Цель упражнения: Продолжите текст об исключении Лидии Корнеевны Чуковской из Союза писателей, начав сразу после его последнего предложения.

Текст:
────────────────

Парадоксально, но непосредственной причиной исключения явилась высылка из страны Солженицына, которого вся семья Чуковских глубоко чтила и как писателя, и как борца за свободу. Кто мог знать, что живший у них под крышей (и в Москве, и в Переделкино) будущий мессия в это же время делал наброски к главной антисемитской книге своей жизни «200 лет вместе», в которой Лидии Корнеевне будет посвящён целый абзац: «В начале 70-х годов Л.К. Чуковская в разговоре со мной (я записал тогда же) сказала так: «Нынешний Исход вбили в еврейство сапогом»... О, далеко не так! – тут Л.К. не уловила, хотя со многими евреями обеих столиц общалась. Пробуждение еврейских чувств было весьма естественным, закономерным на исторической Оси – а не просто «вбито сапогом». Внезапное пробуждение! «И «еврей» может звучать гордо!». Солженицын. «200 лет вместе». Ч.2. Гл.26. Солженицын специально проводит параллель между ЧЕЛОВЕКОМ Максима Горького и своим пониманием закавыченного слова «ЕВРЕЙ». Прочитав этот пассаж, я невольно сравнил любовь мессии к койоту. Сравнение было явно не в пользу евреев. Знала бы Чуковская какого койота они окружили теплотой и лаской! 

После исключения дело порой доходило до абсурда. По воспоминаниям Елены Цезаревны Чуковской, «...после исключения её из Союза писателей она не могла быть упомянутой ни по имени, ни даже намёком. И тут в музей Корнея Ивановича в Переделкино пришла журналистка. А я там водила экскурсии. Лидия Корнеевна открыла ей дверь. В газете было написано: «Дверь открыла мать экскурсовода». И потом долгое время Лидию Корнеевну дома называли «мать экскурсовода»... Трагикомедия! 

«Исключением из Союза писателей завершается приговор к несуществованию. Всегда, совершая подобные акты, вы забывали и забываете сейчас, что в ваших руках настоящее и отчасти прошлое. Словом руководить нельзя. Словом можно увлекать, излечивать, счастливить, разоблачать, тревожить, но не руководить. Руководить можно только помехами слову, плотинами слову. Изъять книгу из плана, из библиотеки, рассыпать набор, не напечатать, исключить автора из Союза, перенести книгу из плана 1974 года на1976 – вот такой деятельностью вы и руководите. Чем будут заниматься исключённые? Писать книги. Ведь даже заключённые писали и пишут книги. А что будете делать вы? Писать резолюции? Пишите». Л.К. Чуковская.

────────────────

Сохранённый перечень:

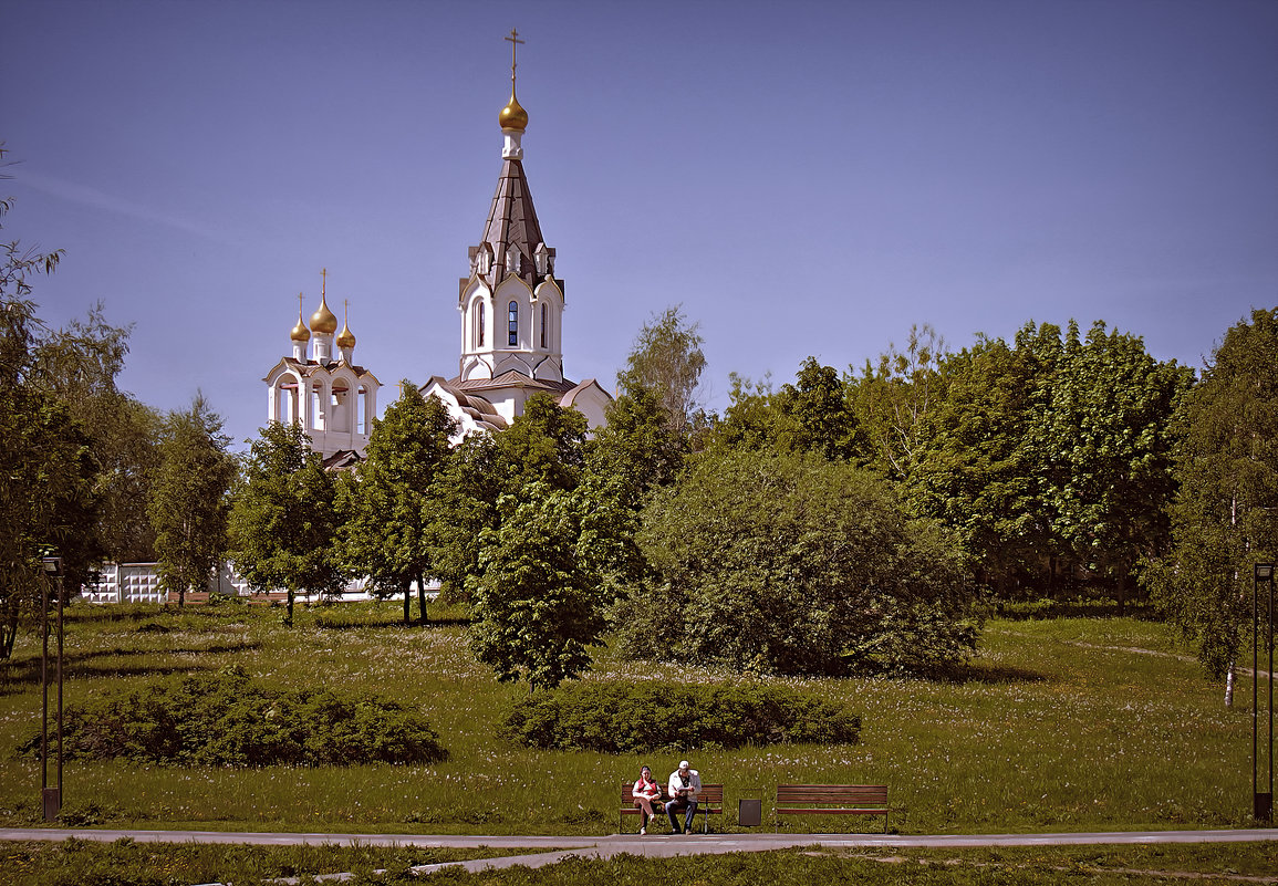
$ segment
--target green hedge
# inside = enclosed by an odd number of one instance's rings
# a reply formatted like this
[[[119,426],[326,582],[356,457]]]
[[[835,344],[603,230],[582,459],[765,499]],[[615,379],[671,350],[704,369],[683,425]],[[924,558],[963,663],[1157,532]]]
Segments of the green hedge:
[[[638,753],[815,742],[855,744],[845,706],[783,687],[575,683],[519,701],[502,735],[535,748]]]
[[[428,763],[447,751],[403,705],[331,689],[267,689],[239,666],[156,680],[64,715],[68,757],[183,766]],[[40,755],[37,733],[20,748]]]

────────────────

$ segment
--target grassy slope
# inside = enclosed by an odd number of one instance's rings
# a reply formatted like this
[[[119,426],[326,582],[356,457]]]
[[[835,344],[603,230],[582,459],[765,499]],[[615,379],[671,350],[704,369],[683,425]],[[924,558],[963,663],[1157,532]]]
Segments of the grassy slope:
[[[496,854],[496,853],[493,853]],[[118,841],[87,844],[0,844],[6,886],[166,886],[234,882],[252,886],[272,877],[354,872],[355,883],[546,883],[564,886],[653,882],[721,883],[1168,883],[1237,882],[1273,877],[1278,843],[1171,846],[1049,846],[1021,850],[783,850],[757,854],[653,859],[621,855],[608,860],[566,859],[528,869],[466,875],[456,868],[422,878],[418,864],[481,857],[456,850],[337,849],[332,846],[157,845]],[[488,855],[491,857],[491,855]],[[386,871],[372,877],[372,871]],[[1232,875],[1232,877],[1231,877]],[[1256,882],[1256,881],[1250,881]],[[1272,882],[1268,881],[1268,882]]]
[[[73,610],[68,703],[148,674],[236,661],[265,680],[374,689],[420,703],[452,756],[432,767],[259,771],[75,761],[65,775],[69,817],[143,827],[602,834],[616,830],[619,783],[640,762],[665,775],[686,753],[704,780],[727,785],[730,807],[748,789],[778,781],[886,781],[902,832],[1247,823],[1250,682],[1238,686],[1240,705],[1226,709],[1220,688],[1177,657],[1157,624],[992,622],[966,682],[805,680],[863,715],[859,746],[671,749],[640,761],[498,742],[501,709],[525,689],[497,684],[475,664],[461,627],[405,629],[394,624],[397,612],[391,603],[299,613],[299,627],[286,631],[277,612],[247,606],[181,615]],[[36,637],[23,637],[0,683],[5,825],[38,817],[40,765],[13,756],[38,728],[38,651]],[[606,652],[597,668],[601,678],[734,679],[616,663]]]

────────────────

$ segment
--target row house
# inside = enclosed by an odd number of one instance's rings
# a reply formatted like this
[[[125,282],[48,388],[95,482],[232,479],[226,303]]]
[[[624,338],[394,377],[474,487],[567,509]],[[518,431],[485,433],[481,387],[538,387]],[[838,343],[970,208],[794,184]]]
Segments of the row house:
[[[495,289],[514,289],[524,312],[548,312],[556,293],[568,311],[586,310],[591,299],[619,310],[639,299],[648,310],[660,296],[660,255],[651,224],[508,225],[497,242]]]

────────────────

Ответ к упражнению:
Чуковскую не издавали 16 лет и многие читатели «открыли» её для себя уже во времена перестройки. Среди запрещённых книг оказалась даже «Памяти детства». Своего отца она боготворила, хотя писали они «разными почерками». Единым девизом обоих была проповедь правды и справедливости, оба были диссидентами: он – внутренним, всегда опасающимся за дочь; она – воинствующим, не боящимся ничего и никого. Их обоих роднила высочайшая интеллигентность. Вот их высказывания по этому вопросу.

 К.И. Чуковский: «Теперь, когда происходит хунвейбинская расправа с интеллигенцией, когда слово интеллигент стало словом ругательным – важно оставаться в рядах интеллигенции, а не уходить из её рядов – в тюрьму. Интеллигенция нужна нам здесь для повседневного интеллигентского дела. Неужели было бы лучше, если бы Чехова посадили в тюрьму?...».

 Л.К. Чуковская: «...Интеллигенция не утратила бескорыстия и бесстрашия мысли. Её мало во всём мире. Но она всё-таки есть. Она ничего не может переменить – в настоящем. Мир движется своими путями, двигаемыми не ею. Она постоянно разбита на голову – и всегда победительница». 

P.S. После перепечатки «Чукоккалы» в Центральном Еврейском Ресурсе под заголовком «Потаённая жизнь Корнея Чуковского» в гостевой «Заметок по еврейской истории» появился пост Леонида Семенюка от April 04, 2005 at 10:05:23 (PDT).

По поводу статьи Владимира Островского «Потаённая жизнь Корнея Чуковского» («Еврейская старина», №3, 2005).

У меня в Киеве (до эмиграции в США – 10,5 лет назад) был журнал «Рассвет» №1, 1903 г. Это был первый сионистский журнал в России (как указывалось в предисловии). В редколлегию журнала входили: Шолом-Алейхем, Герцль, Жаботинский и другие видные еврейские деятели, а также К.И. Чуковский. В то время я был очень удивлён этим. Теперь я понимаю, почему Чуковский был в составе редколлегии. Значит, он, в определённой степени, разделял сионистские взгляды.

С уважением, Леонид.

Автор выражает благодарность г. Л. Семенюку за чрезвычайно ценную, неизвестную ему ранее информацию. Она, бесспорно, заслуживает широкого обнародования, что автор и делает, правда, с большим опозданием.